- Requirement -
I would like you to print all the records below exactly as they are.

Natural-language object grounding data:
------------------------------------------------------------

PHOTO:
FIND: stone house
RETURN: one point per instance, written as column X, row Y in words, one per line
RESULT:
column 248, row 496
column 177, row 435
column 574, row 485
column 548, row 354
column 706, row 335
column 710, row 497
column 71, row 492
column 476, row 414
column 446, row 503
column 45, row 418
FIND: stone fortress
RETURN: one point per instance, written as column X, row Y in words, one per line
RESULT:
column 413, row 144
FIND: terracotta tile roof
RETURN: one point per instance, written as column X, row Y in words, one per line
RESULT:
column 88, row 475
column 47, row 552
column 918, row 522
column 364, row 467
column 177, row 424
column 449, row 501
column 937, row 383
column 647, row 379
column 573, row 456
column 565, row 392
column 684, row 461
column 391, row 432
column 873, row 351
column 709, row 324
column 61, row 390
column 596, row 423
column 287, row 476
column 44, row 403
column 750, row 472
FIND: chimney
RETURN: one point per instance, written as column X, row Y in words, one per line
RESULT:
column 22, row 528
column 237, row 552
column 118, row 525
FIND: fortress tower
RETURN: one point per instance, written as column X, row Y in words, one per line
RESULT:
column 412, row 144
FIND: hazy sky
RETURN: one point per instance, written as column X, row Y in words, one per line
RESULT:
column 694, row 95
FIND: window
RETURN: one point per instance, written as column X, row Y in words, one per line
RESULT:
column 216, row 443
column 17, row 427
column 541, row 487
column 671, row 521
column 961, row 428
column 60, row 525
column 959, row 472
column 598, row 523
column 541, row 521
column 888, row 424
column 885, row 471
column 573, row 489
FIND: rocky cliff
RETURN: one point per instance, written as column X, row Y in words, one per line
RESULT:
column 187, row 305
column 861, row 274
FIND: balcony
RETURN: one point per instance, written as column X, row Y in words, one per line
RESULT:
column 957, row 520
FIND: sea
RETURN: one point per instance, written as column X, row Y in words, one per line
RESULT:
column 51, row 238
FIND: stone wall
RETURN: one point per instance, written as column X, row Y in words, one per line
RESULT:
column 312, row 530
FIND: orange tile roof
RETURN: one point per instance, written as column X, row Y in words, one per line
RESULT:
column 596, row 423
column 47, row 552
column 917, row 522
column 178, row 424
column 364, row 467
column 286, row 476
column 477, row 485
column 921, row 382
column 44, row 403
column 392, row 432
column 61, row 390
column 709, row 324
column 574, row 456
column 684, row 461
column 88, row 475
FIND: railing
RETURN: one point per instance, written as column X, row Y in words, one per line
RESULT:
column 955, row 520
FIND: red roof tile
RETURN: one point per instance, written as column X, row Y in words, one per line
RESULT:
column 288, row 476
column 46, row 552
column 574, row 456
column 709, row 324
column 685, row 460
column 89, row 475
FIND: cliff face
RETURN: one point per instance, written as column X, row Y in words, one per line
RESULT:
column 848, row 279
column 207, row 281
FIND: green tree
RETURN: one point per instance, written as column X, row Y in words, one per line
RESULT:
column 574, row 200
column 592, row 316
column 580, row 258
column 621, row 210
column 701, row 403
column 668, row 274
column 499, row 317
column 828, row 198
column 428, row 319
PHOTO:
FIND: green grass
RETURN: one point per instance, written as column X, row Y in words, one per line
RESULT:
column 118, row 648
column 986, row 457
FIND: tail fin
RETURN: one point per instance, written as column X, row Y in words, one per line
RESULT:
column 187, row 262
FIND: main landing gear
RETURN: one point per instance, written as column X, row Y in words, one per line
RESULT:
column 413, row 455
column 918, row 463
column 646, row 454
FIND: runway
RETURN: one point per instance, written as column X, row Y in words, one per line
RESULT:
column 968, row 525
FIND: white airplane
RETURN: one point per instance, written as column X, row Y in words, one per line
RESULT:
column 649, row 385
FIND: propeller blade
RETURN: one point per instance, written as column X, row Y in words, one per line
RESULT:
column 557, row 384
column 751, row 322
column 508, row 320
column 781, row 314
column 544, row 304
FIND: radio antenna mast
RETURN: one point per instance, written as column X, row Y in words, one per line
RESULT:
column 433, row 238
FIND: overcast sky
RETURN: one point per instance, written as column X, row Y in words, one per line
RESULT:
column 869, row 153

------------------------------------------------------------

- Response -
PHOTO:
FIND: stone house
RETURN: one point per instance, written as column X, row Y in words, one per line
RESULT:
column 248, row 496
column 177, row 435
column 574, row 485
column 548, row 354
column 706, row 335
column 710, row 497
column 71, row 492
column 476, row 414
column 446, row 503
column 45, row 418
FIND: stone fortress
RETURN: one point per instance, written as column X, row Y in words, one per line
RESULT:
column 413, row 144
FIND: terracotta tile roof
RETURN: one point per instance, written as column X, row Y in words, one per line
RESULT:
column 88, row 475
column 47, row 552
column 918, row 522
column 364, row 467
column 177, row 424
column 449, row 501
column 937, row 383
column 647, row 379
column 573, row 456
column 565, row 392
column 684, row 461
column 391, row 432
column 873, row 351
column 709, row 324
column 61, row 390
column 596, row 423
column 287, row 476
column 44, row 403
column 750, row 472
FIND: chimney
RETURN: one point per instance, written as column X, row Y in words, one per line
RESULT:
column 22, row 528
column 237, row 552
column 118, row 525
FIND: fortress tower
RETURN: one point per instance, written as column X, row Y in words, one per line
RESULT:
column 412, row 144
FIND: hazy sky
RETURN: one point per instance, written as column X, row Y in words, one per line
RESULT:
column 694, row 95
FIND: window
RETURN: one point per instance, written as column X, row Y in words, one per line
RESULT:
column 216, row 443
column 17, row 427
column 541, row 487
column 671, row 521
column 961, row 428
column 60, row 525
column 959, row 472
column 598, row 523
column 541, row 521
column 888, row 424
column 885, row 471
column 573, row 489
FIND: rocky cliff
RETURN: one point per instance, written as column X, row Y in words, one per line
RESULT:
column 187, row 305
column 861, row 274
FIND: balcony
RETURN: one point per instance, written as column X, row Y in words, one per line
RESULT:
column 957, row 520
FIND: sea
RETURN: one point per instance, written as column X, row Y in words, one per line
RESULT:
column 51, row 238
FIND: stone wall
RETURN: one point per instance, written as column X, row Y in words, one per line
RESULT:
column 312, row 530
FIND: orange tile roof
RETURN: one point per instance, written as column X, row Y in words, one per line
RESULT:
column 596, row 423
column 47, row 552
column 917, row 522
column 178, row 424
column 364, row 467
column 286, row 476
column 477, row 485
column 921, row 382
column 44, row 403
column 392, row 432
column 61, row 390
column 709, row 324
column 574, row 456
column 684, row 461
column 88, row 475
FIND: railing
RETURN: one point per instance, written as column X, row Y in words, one per line
RESULT:
column 955, row 520
FIND: red roof tile
RETURN: one point per instance, written as column X, row Y in words, one per line
RESULT:
column 288, row 476
column 46, row 552
column 574, row 456
column 709, row 324
column 685, row 460
column 89, row 475
FIND: cliff face
RETURN: one point per instance, written as column X, row Y in words, one per line
RESULT:
column 848, row 279
column 207, row 281
FIND: green tree
RETURN: one point per instance, written as column X, row Y in words, one per line
RESULT:
column 574, row 200
column 592, row 316
column 580, row 258
column 621, row 210
column 701, row 403
column 668, row 274
column 499, row 317
column 828, row 198
column 428, row 319
PHOTO:
FIND: green grass
RETURN: one point per instance, written as column X, row Y in words, one per line
RESULT:
column 118, row 648
column 986, row 457
FIND: tail fin
RETURN: one point per instance, written as column X, row Y in words, one per line
RESULT:
column 187, row 262
FIND: main landing gear
RETURN: one point per instance, written as column X, row Y in words, one per line
RESULT:
column 413, row 455
column 918, row 463
column 646, row 454
FIND: runway
RETURN: one point per instance, written as column X, row Y in words, one per line
RESULT:
column 968, row 525
FIND: white airplane
RETURN: one point per instance, written as column X, row Y in words, one per line
RESULT:
column 649, row 385
FIND: propeller blade
RETURN: one point per instance, written as column X, row Y in words, one per line
RESULT:
column 557, row 384
column 751, row 322
column 508, row 320
column 781, row 314
column 544, row 304
FIND: radio antenna mast
RETURN: one point per instance, written as column X, row Y in words, one per line
RESULT:
column 433, row 238
FIND: overcast sky
RETURN: one point per instance, written as column X, row Y in words, one per line
RESULT:
column 869, row 153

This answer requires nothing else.